Stored rows:
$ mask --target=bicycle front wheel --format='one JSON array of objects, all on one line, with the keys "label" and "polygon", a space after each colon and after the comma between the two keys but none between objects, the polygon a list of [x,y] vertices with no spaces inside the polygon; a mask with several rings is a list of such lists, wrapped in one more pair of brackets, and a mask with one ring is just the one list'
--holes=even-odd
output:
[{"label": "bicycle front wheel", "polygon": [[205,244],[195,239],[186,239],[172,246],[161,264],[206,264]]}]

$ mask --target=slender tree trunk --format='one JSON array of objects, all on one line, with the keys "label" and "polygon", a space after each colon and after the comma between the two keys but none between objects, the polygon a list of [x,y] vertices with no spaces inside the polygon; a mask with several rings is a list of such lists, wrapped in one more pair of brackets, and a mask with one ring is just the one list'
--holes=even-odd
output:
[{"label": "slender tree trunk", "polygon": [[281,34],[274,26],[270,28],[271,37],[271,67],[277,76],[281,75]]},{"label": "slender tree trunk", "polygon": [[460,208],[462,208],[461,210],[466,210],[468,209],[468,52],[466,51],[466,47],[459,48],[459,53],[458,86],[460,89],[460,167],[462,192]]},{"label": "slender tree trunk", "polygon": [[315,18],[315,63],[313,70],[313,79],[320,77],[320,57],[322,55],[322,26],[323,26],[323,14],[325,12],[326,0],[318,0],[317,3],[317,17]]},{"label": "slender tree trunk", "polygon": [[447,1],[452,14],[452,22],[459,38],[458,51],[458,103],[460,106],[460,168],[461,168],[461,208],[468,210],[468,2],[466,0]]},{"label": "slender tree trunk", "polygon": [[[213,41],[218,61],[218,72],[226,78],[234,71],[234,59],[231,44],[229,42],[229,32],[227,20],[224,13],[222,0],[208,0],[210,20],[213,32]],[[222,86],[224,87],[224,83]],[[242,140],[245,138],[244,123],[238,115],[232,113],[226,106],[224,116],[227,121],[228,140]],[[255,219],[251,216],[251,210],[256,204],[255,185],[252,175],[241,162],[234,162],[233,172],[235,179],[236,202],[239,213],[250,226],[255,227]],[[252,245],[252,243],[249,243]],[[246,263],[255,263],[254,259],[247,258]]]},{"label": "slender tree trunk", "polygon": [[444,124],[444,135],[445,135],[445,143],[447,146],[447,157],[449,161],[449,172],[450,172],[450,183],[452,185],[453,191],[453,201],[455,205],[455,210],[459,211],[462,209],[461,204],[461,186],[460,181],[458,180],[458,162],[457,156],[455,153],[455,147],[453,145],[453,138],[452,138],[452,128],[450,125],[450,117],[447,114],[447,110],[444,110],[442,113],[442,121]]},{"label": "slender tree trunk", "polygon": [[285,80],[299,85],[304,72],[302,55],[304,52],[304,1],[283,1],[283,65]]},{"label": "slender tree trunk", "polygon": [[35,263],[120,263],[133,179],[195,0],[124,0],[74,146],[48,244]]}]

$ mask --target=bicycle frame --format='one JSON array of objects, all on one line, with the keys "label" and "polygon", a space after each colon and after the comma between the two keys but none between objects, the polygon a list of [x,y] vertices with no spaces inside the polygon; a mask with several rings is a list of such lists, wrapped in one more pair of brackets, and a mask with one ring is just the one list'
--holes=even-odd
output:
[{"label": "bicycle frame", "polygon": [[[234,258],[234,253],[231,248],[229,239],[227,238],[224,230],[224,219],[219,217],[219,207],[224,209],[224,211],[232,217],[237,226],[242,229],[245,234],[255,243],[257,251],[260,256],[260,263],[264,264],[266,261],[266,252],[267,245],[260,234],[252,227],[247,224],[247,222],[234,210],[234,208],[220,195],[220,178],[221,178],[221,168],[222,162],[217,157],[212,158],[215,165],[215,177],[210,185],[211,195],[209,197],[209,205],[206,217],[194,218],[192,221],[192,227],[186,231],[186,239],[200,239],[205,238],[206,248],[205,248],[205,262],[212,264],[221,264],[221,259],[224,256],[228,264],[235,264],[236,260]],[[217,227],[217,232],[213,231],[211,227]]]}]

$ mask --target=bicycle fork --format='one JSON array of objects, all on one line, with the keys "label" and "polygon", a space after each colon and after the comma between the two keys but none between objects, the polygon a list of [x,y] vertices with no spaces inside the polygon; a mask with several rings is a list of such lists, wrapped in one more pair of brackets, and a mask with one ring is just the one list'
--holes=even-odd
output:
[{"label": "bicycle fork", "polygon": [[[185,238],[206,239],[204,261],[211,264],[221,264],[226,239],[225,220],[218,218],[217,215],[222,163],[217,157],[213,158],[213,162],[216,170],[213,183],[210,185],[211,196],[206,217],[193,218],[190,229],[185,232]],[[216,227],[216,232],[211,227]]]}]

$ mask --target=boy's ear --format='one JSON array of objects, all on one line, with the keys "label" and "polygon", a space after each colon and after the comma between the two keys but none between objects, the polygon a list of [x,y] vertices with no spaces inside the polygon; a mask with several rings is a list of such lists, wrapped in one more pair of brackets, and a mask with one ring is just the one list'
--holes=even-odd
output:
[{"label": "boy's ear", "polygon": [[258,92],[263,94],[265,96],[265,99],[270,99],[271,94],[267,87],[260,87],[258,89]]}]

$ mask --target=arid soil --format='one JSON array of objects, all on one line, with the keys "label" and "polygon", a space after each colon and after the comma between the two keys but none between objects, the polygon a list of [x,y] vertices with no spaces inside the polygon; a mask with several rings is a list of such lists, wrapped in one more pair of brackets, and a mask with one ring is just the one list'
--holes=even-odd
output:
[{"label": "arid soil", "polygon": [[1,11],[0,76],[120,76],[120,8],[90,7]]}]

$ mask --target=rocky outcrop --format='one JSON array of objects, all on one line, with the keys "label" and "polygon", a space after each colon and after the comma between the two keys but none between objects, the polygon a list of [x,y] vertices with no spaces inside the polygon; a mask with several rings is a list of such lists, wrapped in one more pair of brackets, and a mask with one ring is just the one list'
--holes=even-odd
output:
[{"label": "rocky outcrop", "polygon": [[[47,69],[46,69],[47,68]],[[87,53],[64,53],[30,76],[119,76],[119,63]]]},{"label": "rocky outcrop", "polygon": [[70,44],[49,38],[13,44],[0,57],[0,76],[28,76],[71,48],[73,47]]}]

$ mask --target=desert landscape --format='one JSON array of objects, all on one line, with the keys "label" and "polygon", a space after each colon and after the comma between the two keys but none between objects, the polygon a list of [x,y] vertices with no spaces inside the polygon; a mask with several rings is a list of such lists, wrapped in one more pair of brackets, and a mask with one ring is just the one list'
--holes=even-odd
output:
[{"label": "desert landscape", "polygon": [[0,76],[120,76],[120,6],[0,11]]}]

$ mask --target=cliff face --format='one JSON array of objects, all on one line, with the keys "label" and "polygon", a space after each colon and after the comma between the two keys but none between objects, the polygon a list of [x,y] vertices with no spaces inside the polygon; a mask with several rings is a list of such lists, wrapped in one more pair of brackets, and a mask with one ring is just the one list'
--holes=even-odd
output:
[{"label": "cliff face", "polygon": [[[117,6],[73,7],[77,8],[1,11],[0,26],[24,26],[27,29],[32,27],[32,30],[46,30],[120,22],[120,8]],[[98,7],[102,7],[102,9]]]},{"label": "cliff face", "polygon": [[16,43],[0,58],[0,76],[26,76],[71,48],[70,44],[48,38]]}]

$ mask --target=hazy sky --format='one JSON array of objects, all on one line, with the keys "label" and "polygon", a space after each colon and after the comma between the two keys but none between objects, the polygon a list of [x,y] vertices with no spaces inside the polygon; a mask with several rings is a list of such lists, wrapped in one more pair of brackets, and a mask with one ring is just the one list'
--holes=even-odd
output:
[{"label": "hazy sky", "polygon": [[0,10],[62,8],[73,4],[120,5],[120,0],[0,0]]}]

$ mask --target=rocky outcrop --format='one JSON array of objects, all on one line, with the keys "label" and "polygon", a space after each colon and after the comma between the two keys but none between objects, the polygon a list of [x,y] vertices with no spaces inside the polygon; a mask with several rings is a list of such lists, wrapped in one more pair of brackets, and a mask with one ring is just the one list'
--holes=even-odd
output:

What you will do:
Quote, word for word, every line starting at the one that contains "mask --target=hazy sky" and ending with the final line of the entries.

Result:
$ mask --target=hazy sky --format='one JSON array of objects, all on one line, with the keys "label" and "polygon", a space after each colon and after the comma between the two keys but none between objects, the polygon a list of [x,y] vertices with no spaces inside the polygon; a mask with several rings is a list of such lists, wrapped in one more pair of brackets, and a mask with one ring is just the one list'
--holes=even-odd
output:
[{"label": "hazy sky", "polygon": [[0,10],[62,8],[73,4],[120,5],[120,0],[0,0]]}]

$ mask --target=rocky outcrop --format='one JSON array of objects, all on one line, with the keys "label" and "polygon", a space after each colon and after the comma between the two keys but none between objects, the polygon a list of [x,y] vertices with no spaces inside the polygon; a mask with several rings is a list of such lists, wrapped in one more pair of brackets, and a mask with one ring is just the one list'
--holes=even-odd
output:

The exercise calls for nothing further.